STATED TASK 1 | In the segmentation entries, rewrite the lines from the start of the entries up to and including the line containing "[[20, 93], [46, 132], [60, 131], [66, 92]]", changing "gable" to "roof" and leaving everything else as it is.

PASSAGE GIVEN |
——

Say, you hydraulic cylinder is rated at 3000psi as most modern hydraulic system are, it should be able to hold 3000 psi in extend or retract. Your filter housing, even with a clogged filter, probably only creates 25psi of resistance before the oil is forced through or the bypass opens.

If you retract the piston fully and hold the lever for a second or two, does oil spray/pour out past the seal.
No, it only seems down the rod during the extend, splitting position. I figured I might be good if I repacking the Gland and leave the other seals alone. It's splitting wood but costing me in fluid replacement.
Of course this is my BUSY time of year.
I'm wondering if the Fly Wheel splitters may be less maintenance.
The ones advertised show wood up on a table. I like my Splitter because it allows me to split at ground level.
Also IF I should start a new thread I'll be glad to do so. What should it be titled?
Thanks
 
I took the pump apart and checked the spring and ball and everything seemed ok ( clean, nothing broken etc)

——

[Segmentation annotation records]
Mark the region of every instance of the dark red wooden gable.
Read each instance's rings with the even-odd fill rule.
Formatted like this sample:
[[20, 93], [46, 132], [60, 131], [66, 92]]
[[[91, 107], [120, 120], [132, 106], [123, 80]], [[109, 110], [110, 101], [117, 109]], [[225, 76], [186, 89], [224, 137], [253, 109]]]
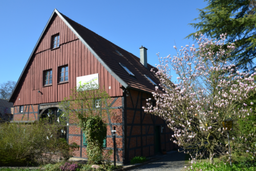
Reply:
[[[57, 33], [60, 35], [59, 48], [51, 50], [51, 37]], [[70, 70], [69, 82], [58, 84], [58, 66], [66, 64]], [[43, 71], [49, 69], [53, 71], [52, 85], [44, 87]], [[111, 96], [122, 95], [119, 82], [55, 14], [24, 72], [14, 95], [14, 106], [60, 102], [69, 96], [70, 89], [76, 85], [76, 77], [96, 73], [99, 74], [101, 88], [104, 86]]]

——

STATED TASK 2 | Condense the paragraph of the log splitter discussion that begins "Say, you hydraulic cylinder" into a shorter version that keeps its main facts.

TASK ANSWER 1 |
Mark the region of every instance of the dark red wooden roof.
Read each instance's rings with the even-odd fill rule.
Formatted like this sample:
[[20, 93], [46, 132], [60, 131], [66, 92]]

TASK ANSWER 2 | A hydraulic cylinder rated at 3000 psi, as most modern systems are, should hold 3000 psi in both extend and retract. A filter housing, even with a clogged filter, probably creates only 25 psi of resistance before oil is forced through or the bypass opens.